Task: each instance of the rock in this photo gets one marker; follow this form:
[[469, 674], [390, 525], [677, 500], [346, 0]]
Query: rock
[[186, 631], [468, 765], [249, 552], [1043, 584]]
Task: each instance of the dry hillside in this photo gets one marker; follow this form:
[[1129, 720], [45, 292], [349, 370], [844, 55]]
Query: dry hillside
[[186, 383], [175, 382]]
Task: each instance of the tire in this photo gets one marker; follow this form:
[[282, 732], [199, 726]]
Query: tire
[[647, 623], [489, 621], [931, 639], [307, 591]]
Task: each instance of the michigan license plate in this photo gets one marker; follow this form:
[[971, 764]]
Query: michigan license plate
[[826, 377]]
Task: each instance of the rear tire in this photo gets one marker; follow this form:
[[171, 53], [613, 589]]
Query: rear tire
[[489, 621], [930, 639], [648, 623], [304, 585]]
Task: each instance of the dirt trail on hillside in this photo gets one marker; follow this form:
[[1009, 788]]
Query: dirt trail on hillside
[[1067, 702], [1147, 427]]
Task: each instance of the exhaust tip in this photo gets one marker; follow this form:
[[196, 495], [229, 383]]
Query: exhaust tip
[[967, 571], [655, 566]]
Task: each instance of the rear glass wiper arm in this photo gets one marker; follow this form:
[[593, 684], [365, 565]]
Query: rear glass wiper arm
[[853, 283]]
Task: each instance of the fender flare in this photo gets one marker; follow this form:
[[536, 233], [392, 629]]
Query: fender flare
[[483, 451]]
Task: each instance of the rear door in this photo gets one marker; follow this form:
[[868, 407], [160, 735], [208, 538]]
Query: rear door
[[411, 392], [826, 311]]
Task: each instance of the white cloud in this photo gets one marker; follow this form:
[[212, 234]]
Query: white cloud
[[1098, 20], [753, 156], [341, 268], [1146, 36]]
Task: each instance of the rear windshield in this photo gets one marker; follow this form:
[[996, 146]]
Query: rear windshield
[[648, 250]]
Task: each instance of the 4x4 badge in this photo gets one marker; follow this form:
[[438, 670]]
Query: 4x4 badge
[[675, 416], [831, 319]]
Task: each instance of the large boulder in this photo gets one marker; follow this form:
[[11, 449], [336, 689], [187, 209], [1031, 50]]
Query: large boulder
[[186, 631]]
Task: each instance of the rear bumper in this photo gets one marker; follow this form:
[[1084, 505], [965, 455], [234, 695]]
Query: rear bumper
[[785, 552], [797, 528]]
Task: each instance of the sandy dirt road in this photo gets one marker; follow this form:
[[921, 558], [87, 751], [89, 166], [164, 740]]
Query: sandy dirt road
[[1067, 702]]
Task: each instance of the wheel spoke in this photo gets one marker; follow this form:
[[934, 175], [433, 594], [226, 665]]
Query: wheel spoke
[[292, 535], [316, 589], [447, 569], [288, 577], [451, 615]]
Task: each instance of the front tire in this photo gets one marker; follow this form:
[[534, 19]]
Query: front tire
• • • • •
Przekształć cały listing w tabelę Markdown z kolumnami „Nr” i „Wiersz”, podając w pierwszej kolejny numer, a w drugiej treść wiersza. Puste wiersze pomiń.

| Nr | Wiersz |
|---|---|
| 1 | Task: each instance of the rock in this photo gets one marker; follow this form: |
| 2 | [[469, 674], [390, 525], [677, 500], [346, 0]] |
| 3 | Query: rock |
| 4 | [[186, 631], [468, 765], [249, 552], [1043, 584]] |
| 5 | Task: each instance of the dry hillside in this photo gets one marker; follow this form: |
| 6 | [[1129, 720], [45, 292], [349, 370], [844, 55]] |
| 7 | Query: dry hillside |
| 8 | [[186, 383], [175, 382]] |
| 9 | Task: each instance of the tire in this photo gets one marker; follow this form: |
| 10 | [[282, 732], [199, 726]] |
| 11 | Query: tire |
| 12 | [[647, 623], [489, 621], [931, 639], [307, 591]] |
| 13 | Task: each instance of the michigan license plate in this photo gets one marker; follow this form: |
| 14 | [[971, 764]] |
| 15 | Query: michigan license plate |
| 16 | [[826, 377]] |
| 17 | Task: each instance of the rear tire in this photo gets one marker; follow this form: |
| 18 | [[171, 53], [613, 589]] |
| 19 | Query: rear tire |
| 20 | [[489, 621], [930, 639], [648, 623], [304, 585]] |
| 21 | Task: each instance of the dirt trail on hillside in this photo gets one marker; follow this form: |
| 22 | [[1009, 788]] |
| 23 | Query: dirt trail on hillside |
| 24 | [[1067, 702], [1147, 427]] |
| 25 | Task: each instance of the exhaust tip in this photo gets one marker; follow this form: |
| 26 | [[196, 495], [229, 383]] |
| 27 | Query: exhaust tip |
| 28 | [[967, 571], [655, 566]] |
| 29 | Task: each instance of the rear glass wiper arm in this photo gets one marker; follow this form: |
| 30 | [[593, 684], [365, 565]] |
| 31 | Query: rear glass wiper arm |
| 32 | [[853, 283]] |
| 33 | Task: each instance of the fender flare in this photo gets one marker; follow this form: |
| 34 | [[536, 233], [392, 629]] |
| 35 | Query: fender flare |
| 36 | [[483, 451]] |
| 37 | Task: each instance of the rear door in this photo gets one marker; follow this form: |
| 38 | [[868, 407], [160, 735], [208, 538]] |
| 39 | Query: rear door |
| 40 | [[411, 392], [826, 311]] |
| 41 | Task: each instance of the white cloud in this photo gets one marker; follow this form: |
| 42 | [[212, 234]] |
| 43 | Query: white cloud |
| 44 | [[1098, 20], [753, 156], [341, 268], [1146, 36]] |
| 45 | Task: each instance of the rear windshield in this photo gets one marker; follow this form: |
| 46 | [[996, 146]] |
| 47 | Query: rear windshield |
| 48 | [[648, 250]] |
| 49 | Task: each instance of the 4x4 badge in this photo gets one marker; follow this form: |
| 50 | [[438, 670]] |
| 51 | Query: 4x4 badge |
| 52 | [[675, 416], [831, 319]] |
| 53 | Task: each instance of the large boulder in this photo gets one marker; follow this form: |
| 54 | [[11, 449], [336, 689], [187, 209], [1031, 50]] |
| 55 | Query: large boulder |
| 56 | [[186, 631]] |
| 57 | Task: each instance of the rear bumper in this photo gets one marker; follow this form: |
| 58 | [[1084, 505], [965, 455], [234, 695]] |
| 59 | Query: rear bumper |
| 60 | [[785, 552], [797, 528]] |
| 61 | Task: each instance of the sandy dirt road in this photo gets one marker; follow this form: |
| 62 | [[921, 558], [87, 751], [89, 166], [164, 740]] |
| 63 | Query: sandy dirt road |
| 64 | [[1067, 702]] |
| 65 | Task: each instance of the wheel spoke in this photo gets one marker; follow this form: |
| 66 | [[934, 175], [433, 594], [226, 665]] |
| 67 | Query: wheel spoke |
| 68 | [[292, 535], [316, 589], [447, 569], [288, 577], [451, 615]] |
| 69 | Task: each instance of the front tire in this photo gets one marker; follow this form: |
| 70 | [[534, 19]] |
| 71 | Query: front tire |